--- Testo mostrato ---

News inserita da: Giorgio Scorsone (Giosco)
Fonte: Digital-Sat (original)

Dalla ricerca, condotta dal CeRTA (Centro di Ricerca sulla Televisione e gli Audiovisivi) dell'Università Cattolica di Milano, è emerso che esiste una vera e propria crisi del prodotto telefilm con un unico genere "sopravvissuto", quello detto procedural o, più semplicemente, poliziesco. Appartegono infatti a questo genere il 66,7% delle serie trasmesse in Italia in prime time nell'ultima stagione. E anche gli ascolti non fanno ben sperare, con la media di share scesa fin sotto il 10% (9,8%).
Secondo Giorgio Buscaglia la scelta dei telefilm "procedural" è a monte: «Negli USA il filone del crime, quasi tutto targato CBS, è l'unico che soddisfa in pieno le attese, contrariamente a quanto fa invece il comedy, di sponda ABC, che va un po' più a rilento».
A rincarare la dose sulle strategie italiane ci pensa però Carlo Freccero: per il direttore di Rai 4 «le tv generaliste mancano di editorialità, che invece rappresenta la forza dei canali di casa Fox o Mediaset Premium». Non si può infatti confondere, ad esempio, Fox Life con Fox Crime, né è immaginabile che un prodotto seriale possa rimbalzare da una rete all'altra, come invece accade continuamente nei canali generalisti, privi di una identità distintiva: «la colpa è del coordinamento palinsesto che, anziché differenziare, uniforma». Sulla predominanza del genere procedural, Freccero ha efficacemente sintetizzato dicendo che il filone CBS, citato prima da Buscaglia, ha di fatto preso il posto di Derrick sulle generaliste.

--- Dati registrati ---

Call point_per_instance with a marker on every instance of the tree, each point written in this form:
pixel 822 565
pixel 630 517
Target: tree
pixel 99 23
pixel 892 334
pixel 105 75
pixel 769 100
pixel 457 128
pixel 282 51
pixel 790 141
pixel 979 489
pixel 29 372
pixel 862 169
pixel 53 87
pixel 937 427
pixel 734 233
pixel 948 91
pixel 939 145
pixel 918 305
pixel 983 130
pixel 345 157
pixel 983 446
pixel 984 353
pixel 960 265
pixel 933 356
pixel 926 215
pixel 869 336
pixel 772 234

---

__Compiti da svolgere__
**1)** Elenca tutte le percentuali che compaiono nel testo mostrato.
**2)** Indica per favore quale centro ha condotto la ricerca descritta nel testo mostrato.

__Risposte fornite__
**1)** 66,7%; 10%; 9,8%

**2)** Il CeRTA (Centro di Ricerca sulla Televisione e gli Audiovisivi) dell'Università Cattolica di Milano.